**TRY IT:** What is needed is an exact copy of all the records.

**RECORD EXCERPTS:**
• • •

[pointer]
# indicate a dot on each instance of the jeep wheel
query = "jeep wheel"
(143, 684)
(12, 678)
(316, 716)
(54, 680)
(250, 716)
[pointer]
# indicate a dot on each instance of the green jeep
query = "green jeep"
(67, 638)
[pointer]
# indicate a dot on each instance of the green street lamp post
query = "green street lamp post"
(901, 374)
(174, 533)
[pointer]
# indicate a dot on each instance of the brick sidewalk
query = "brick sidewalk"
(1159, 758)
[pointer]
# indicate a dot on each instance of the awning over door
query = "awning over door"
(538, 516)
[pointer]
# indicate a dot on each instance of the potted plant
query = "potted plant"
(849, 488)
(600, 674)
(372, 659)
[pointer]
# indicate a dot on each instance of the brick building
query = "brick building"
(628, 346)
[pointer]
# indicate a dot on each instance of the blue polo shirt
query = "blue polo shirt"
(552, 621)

• • •

**RESPONSE BOX:**
[pointer]
# indicate a dot on each instance of the jeep wheel
query = "jeep wheel"
(143, 684)
(12, 678)
(316, 716)
(54, 680)
(250, 716)
[pointer]
# indicate a dot on each instance of the green jeep
query = "green jeep"
(67, 638)
[pointer]
# indicate a dot on each instance of the green street lamp post
query = "green street lamp post"
(901, 374)
(174, 533)
[pointer]
# indicate a dot on each instance of the brick sidewalk
query = "brick sidewalk"
(1159, 758)
[pointer]
# indicate a dot on each instance of the awning over door
query = "awning over door"
(538, 516)
[pointer]
# indicate a dot on each instance of the potted plant
query = "potted plant"
(849, 488)
(600, 674)
(372, 659)
[pointer]
# indicate a dot on each instance of the brick building
query = "brick building"
(628, 346)
[pointer]
# indicate a dot on each instance of the blue polo shirt
query = "blue polo shirt"
(552, 621)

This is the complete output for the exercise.